Exercise
Shift every bounding-box coordinate in the answers by -29, rewriting the rows from the line containing "patch shown here." through the end of the rows with the requests left unchanged. Leave the pictures out of the result.

## start Record list

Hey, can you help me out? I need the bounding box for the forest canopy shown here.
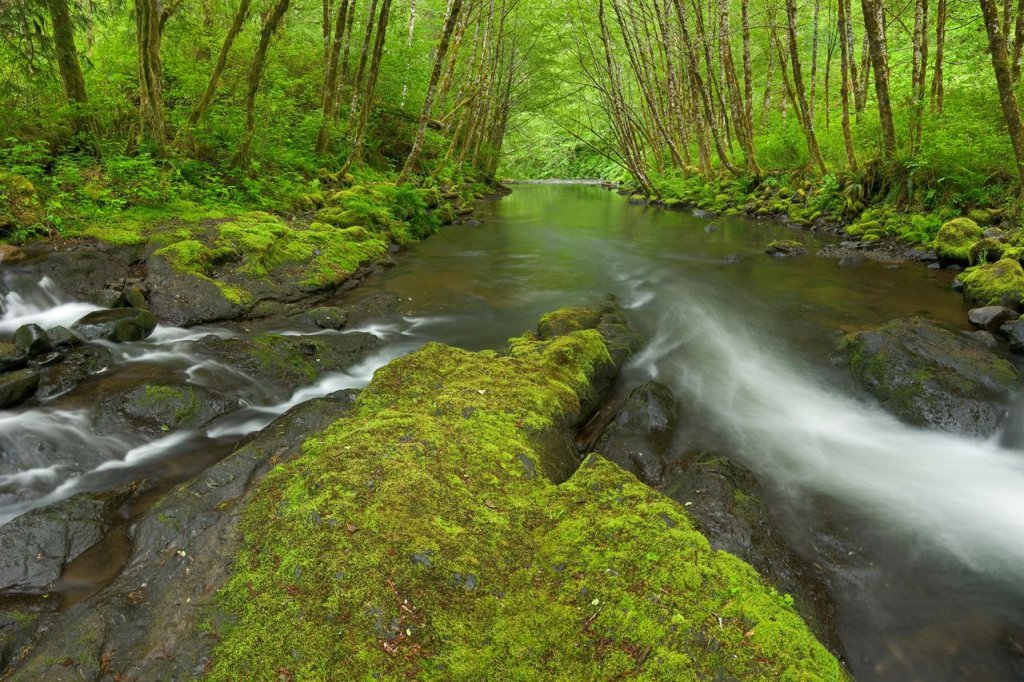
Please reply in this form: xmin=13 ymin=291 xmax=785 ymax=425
xmin=0 ymin=0 xmax=1024 ymax=243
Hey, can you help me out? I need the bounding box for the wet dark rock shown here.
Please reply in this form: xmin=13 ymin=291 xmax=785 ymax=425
xmin=597 ymin=382 xmax=679 ymax=485
xmin=999 ymin=319 xmax=1024 ymax=353
xmin=903 ymin=249 xmax=939 ymax=263
xmin=665 ymin=452 xmax=842 ymax=654
xmin=962 ymin=329 xmax=999 ymax=350
xmin=73 ymin=308 xmax=157 ymax=343
xmin=124 ymin=285 xmax=150 ymax=310
xmin=13 ymin=325 xmax=53 ymax=357
xmin=0 ymin=370 xmax=39 ymax=410
xmin=37 ymin=344 xmax=114 ymax=399
xmin=836 ymin=317 xmax=1021 ymax=436
xmin=90 ymin=289 xmax=125 ymax=308
xmin=293 ymin=306 xmax=348 ymax=330
xmin=967 ymin=305 xmax=1020 ymax=332
xmin=0 ymin=488 xmax=129 ymax=595
xmin=4 ymin=391 xmax=356 ymax=680
xmin=0 ymin=341 xmax=29 ymax=372
xmin=765 ymin=240 xmax=807 ymax=258
xmin=146 ymin=249 xmax=240 ymax=327
xmin=195 ymin=332 xmax=380 ymax=399
xmin=46 ymin=327 xmax=82 ymax=348
xmin=0 ymin=244 xmax=27 ymax=264
xmin=94 ymin=383 xmax=239 ymax=438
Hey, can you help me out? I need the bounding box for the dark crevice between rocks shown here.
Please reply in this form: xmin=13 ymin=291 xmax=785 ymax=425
xmin=574 ymin=379 xmax=846 ymax=660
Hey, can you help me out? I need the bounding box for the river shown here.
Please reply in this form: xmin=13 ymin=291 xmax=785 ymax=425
xmin=0 ymin=184 xmax=1024 ymax=680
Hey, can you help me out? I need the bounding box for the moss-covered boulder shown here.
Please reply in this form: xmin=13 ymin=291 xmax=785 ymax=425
xmin=837 ymin=317 xmax=1021 ymax=436
xmin=210 ymin=311 xmax=844 ymax=680
xmin=954 ymin=258 xmax=1024 ymax=309
xmin=932 ymin=218 xmax=985 ymax=263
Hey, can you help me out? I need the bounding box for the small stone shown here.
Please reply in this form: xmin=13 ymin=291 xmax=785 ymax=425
xmin=0 ymin=370 xmax=39 ymax=410
xmin=14 ymin=325 xmax=52 ymax=357
xmin=967 ymin=305 xmax=1018 ymax=332
xmin=0 ymin=244 xmax=27 ymax=263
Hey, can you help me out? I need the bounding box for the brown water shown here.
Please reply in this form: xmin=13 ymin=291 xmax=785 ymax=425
xmin=0 ymin=180 xmax=1024 ymax=680
xmin=337 ymin=185 xmax=1024 ymax=681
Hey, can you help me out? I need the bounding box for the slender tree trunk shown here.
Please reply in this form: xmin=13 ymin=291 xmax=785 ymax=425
xmin=234 ymin=0 xmax=291 ymax=168
xmin=932 ymin=0 xmax=946 ymax=109
xmin=839 ymin=0 xmax=857 ymax=173
xmin=47 ymin=0 xmax=92 ymax=133
xmin=186 ymin=0 xmax=250 ymax=129
xmin=316 ymin=0 xmax=349 ymax=154
xmin=135 ymin=0 xmax=167 ymax=148
xmin=785 ymin=0 xmax=828 ymax=175
xmin=861 ymin=0 xmax=892 ymax=154
xmin=910 ymin=0 xmax=928 ymax=154
xmin=397 ymin=0 xmax=462 ymax=184
xmin=979 ymin=0 xmax=1024 ymax=187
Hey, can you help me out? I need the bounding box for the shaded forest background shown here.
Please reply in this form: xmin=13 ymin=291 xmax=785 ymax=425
xmin=0 ymin=0 xmax=1024 ymax=244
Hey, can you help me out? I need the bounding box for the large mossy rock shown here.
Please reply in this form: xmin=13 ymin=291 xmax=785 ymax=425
xmin=837 ymin=317 xmax=1021 ymax=436
xmin=955 ymin=258 xmax=1024 ymax=309
xmin=203 ymin=309 xmax=844 ymax=680
xmin=932 ymin=218 xmax=985 ymax=263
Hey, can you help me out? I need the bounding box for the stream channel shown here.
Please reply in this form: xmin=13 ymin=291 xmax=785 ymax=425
xmin=0 ymin=184 xmax=1024 ymax=680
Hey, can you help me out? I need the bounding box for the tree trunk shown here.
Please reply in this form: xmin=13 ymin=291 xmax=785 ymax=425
xmin=135 ymin=0 xmax=167 ymax=148
xmin=315 ymin=0 xmax=348 ymax=154
xmin=47 ymin=0 xmax=92 ymax=133
xmin=979 ymin=0 xmax=1024 ymax=187
xmin=234 ymin=0 xmax=291 ymax=168
xmin=839 ymin=0 xmax=857 ymax=173
xmin=397 ymin=0 xmax=462 ymax=184
xmin=186 ymin=0 xmax=250 ymax=128
xmin=785 ymin=0 xmax=828 ymax=175
xmin=860 ymin=0 xmax=892 ymax=153
xmin=910 ymin=0 xmax=929 ymax=155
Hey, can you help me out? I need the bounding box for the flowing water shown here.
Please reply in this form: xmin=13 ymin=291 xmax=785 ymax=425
xmin=0 ymin=185 xmax=1024 ymax=680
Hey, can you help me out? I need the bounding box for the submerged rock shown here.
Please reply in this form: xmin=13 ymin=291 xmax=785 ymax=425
xmin=0 ymin=370 xmax=39 ymax=410
xmin=765 ymin=240 xmax=807 ymax=258
xmin=0 ymin=489 xmax=128 ymax=595
xmin=836 ymin=317 xmax=1021 ymax=436
xmin=73 ymin=308 xmax=157 ymax=343
xmin=13 ymin=325 xmax=53 ymax=357
xmin=967 ymin=305 xmax=1019 ymax=332
xmin=597 ymin=382 xmax=679 ymax=485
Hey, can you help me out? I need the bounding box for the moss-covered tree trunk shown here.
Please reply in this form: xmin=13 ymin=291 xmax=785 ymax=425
xmin=785 ymin=0 xmax=828 ymax=175
xmin=839 ymin=0 xmax=857 ymax=173
xmin=979 ymin=0 xmax=1024 ymax=187
xmin=316 ymin=0 xmax=348 ymax=154
xmin=860 ymin=0 xmax=896 ymax=158
xmin=46 ymin=0 xmax=92 ymax=133
xmin=234 ymin=0 xmax=291 ymax=168
xmin=397 ymin=0 xmax=462 ymax=184
xmin=135 ymin=0 xmax=167 ymax=148
xmin=186 ymin=0 xmax=250 ymax=134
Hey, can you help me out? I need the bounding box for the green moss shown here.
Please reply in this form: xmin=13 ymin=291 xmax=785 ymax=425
xmin=932 ymin=218 xmax=984 ymax=263
xmin=205 ymin=314 xmax=843 ymax=680
xmin=956 ymin=258 xmax=1024 ymax=307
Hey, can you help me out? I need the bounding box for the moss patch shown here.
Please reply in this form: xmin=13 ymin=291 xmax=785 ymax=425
xmin=956 ymin=258 xmax=1024 ymax=308
xmin=932 ymin=218 xmax=984 ymax=263
xmin=205 ymin=314 xmax=844 ymax=680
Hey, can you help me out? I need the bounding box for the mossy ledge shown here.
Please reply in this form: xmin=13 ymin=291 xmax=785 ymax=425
xmin=210 ymin=309 xmax=846 ymax=680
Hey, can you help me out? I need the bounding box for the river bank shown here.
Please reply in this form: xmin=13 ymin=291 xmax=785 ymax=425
xmin=8 ymin=185 xmax=1024 ymax=679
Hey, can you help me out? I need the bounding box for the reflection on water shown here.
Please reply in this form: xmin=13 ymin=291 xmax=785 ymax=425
xmin=339 ymin=185 xmax=1024 ymax=681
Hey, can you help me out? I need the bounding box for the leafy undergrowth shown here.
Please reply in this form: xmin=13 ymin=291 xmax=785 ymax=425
xmin=205 ymin=310 xmax=845 ymax=680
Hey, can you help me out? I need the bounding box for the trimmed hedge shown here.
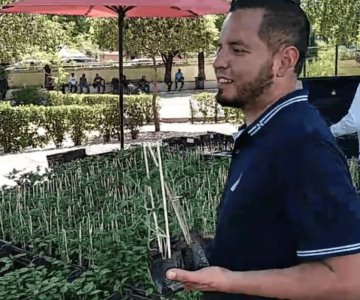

## end Record list

Complete response
Hey, can you help me out? I need the bounding box for the moss patch shown here.
Please reply in this form: xmin=13 ymin=291 xmax=785 ymax=425
xmin=927 ymin=229 xmax=995 ymax=279
xmin=903 ymin=189 xmax=955 ymax=234
xmin=176 ymin=285 xmax=815 ymax=651
Hey, can you help me out? I need the bounding box for the mossy ledge shown here.
Please reply in this form: xmin=13 ymin=291 xmax=785 ymax=425
xmin=181 ymin=280 xmax=817 ymax=651
Hey, can you help me out? I need the bounding box for the river bank shown here.
Please reply in this form: xmin=13 ymin=291 xmax=785 ymax=425
xmin=-21 ymin=156 xmax=995 ymax=650
Hey, can you help me out? I need the bounding box for the reflection on water shown here.
Please reply in this form: xmin=13 ymin=291 xmax=785 ymax=425
xmin=310 ymin=156 xmax=995 ymax=652
Hey, can you help me out? I need the bounding box for the leafy undergrowth shown here.
Please reply in this form: xmin=13 ymin=291 xmax=785 ymax=425
xmin=176 ymin=281 xmax=816 ymax=651
Hey, can you help me out? I need the bounding box for the trimmed hedge shown here.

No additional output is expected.